Exercise materials:
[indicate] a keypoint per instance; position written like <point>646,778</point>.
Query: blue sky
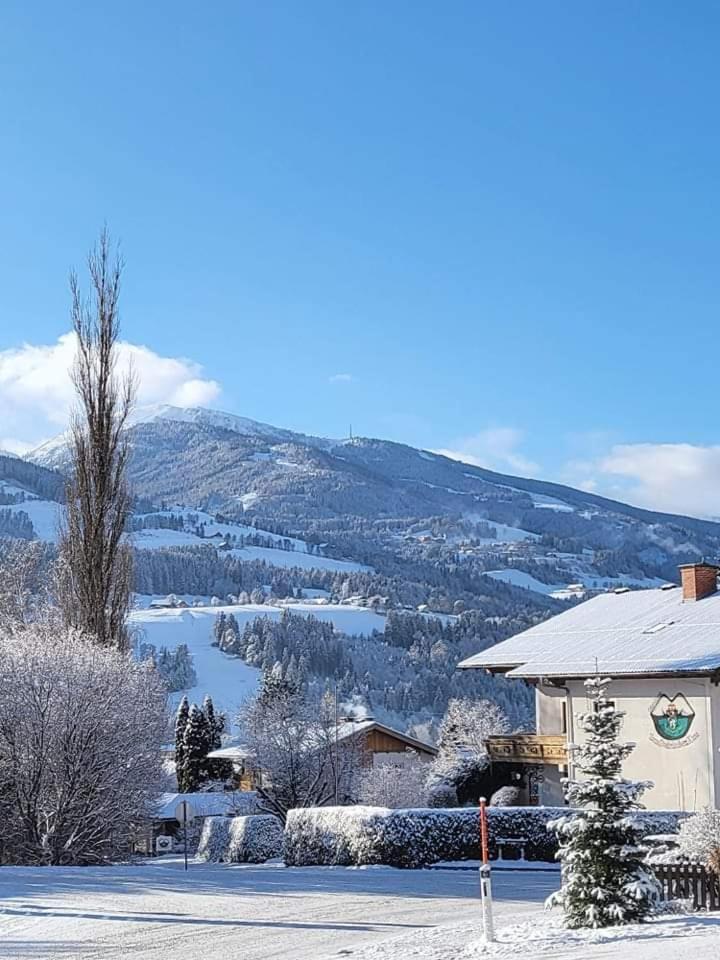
<point>491,229</point>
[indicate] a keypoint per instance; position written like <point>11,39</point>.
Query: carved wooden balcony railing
<point>529,748</point>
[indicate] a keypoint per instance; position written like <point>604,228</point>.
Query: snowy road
<point>218,912</point>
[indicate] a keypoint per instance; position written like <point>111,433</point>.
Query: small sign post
<point>485,885</point>
<point>184,813</point>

Task requirements:
Update the rows above by replacing "keypoint" with "marker" everywhere it appears, keeping everything else the same. Leave the pictures out of your version.

Written reply:
[indicate] a marker per instance; position written like <point>646,778</point>.
Query: blue sky
<point>491,229</point>
[indicate] a marker per instance; position written like <point>11,39</point>.
Query: carved wooden balcony railing
<point>529,748</point>
[indicate] a marker per instance; position written like <point>604,228</point>.
Query: snowy road
<point>218,912</point>
[indicate] a marker per instance; position written like <point>111,433</point>.
Query: small sign post
<point>485,885</point>
<point>184,813</point>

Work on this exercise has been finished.